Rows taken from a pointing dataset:

────────────────────────────────────────

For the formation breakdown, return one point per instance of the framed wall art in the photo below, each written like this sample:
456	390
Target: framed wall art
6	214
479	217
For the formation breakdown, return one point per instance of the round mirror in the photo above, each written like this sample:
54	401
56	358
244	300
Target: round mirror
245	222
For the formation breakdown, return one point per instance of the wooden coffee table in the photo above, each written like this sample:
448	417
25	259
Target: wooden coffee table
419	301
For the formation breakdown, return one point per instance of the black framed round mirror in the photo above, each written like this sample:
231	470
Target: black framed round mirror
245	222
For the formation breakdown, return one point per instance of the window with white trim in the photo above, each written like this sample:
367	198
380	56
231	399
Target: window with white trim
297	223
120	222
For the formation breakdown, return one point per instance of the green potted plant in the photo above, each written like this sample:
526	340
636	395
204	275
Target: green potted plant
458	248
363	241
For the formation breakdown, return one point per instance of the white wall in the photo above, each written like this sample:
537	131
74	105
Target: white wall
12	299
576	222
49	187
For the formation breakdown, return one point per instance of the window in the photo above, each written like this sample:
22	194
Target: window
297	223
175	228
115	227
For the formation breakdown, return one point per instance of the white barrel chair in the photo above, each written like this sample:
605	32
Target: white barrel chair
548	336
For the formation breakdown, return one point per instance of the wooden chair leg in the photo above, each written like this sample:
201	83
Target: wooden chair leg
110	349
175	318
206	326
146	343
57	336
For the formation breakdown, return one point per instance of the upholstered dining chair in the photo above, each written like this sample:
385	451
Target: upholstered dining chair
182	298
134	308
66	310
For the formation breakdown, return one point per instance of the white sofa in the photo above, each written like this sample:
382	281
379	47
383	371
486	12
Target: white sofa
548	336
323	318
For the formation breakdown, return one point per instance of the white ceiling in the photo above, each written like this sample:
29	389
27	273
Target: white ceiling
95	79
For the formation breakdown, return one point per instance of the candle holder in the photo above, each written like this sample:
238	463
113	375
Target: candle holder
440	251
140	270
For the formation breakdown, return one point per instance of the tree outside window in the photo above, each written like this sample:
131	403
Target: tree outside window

────────────────────────────────────────

*SHORT TASK*
Please return every line of the material above without any change, from the first line through the last.

*RESPONSE TO THE TASK*
For the formation breakdown, return one point per instance of the framed wall art in the photo below, each written like this sample:
456	390
Target: framed wall art
6	214
479	217
For the formation breakdown, return one point per instance of the round mirror in the photo above, each written like this sample:
54	401
56	358
244	300
Target: round mirror
245	222
For the formation breakdown, return one point per instance of the wooden coffee table in the photo above, each written like this sample:
448	417
25	259
Target: wooden coffee table
419	301
For the formation breakdown, return one point per instance of the black framed round mirror in the photo above, each written like this sample:
231	470
Target: black framed round mirror
245	222
For the formation breakdown, return one point per instance of the window with white trim in the photo above, each written like this sample:
367	198
380	56
231	399
Target: window with white trim
297	223
120	222
For the formation breakdown, return one point per instance of the green potted plant in the photo above, each written like this sample:
526	340
636	395
204	275
Target: green potted plant
458	248
363	241
For the formation breakdown, return one point per instance of the white wall in the photo above, each written like this sample:
537	131
74	105
Target: white wall
12	299
576	222
49	187
For the formation breakdown, return one point per instance of the window in the photo above, each written like this sample:
22	194
Target: window
297	223
175	228
115	227
For the formation breakdown, return one point per instance of the white barrel chair in the photo above, each written like this sample:
605	32
Target: white barrel chair
548	336
For the formation breakdown, return one point per instance of the wooden chair leg in the photo above, each written like this sample:
201	83
Target: wooden chair leg
110	349
175	318
206	326
146	343
57	336
For the formation breakdown, return one point per instance of the upholstered dining chair in the photo above, each written like this sample:
385	451
Target: upholstered dining chair
182	298
134	308
66	310
For the formation breakdown, return one point per instance of the white sofa in the photo above, each written like this sample:
382	281
379	47
383	371
486	12
Target: white sofa
548	336
323	318
For the formation breakdown, return one point per instance of the white ceiling in the photo above, each written like this sample:
29	389
27	273
Target: white ceiling
95	79
For the formation breakdown, return one point per instance of the candle holder in the photo above, each written like this sample:
238	463
113	375
Target: candle holder
440	251
140	270
For the formation breakdown, return one point per instance of the tree outside window in the photo above, each written like this sample:
131	403
Target: tree outside window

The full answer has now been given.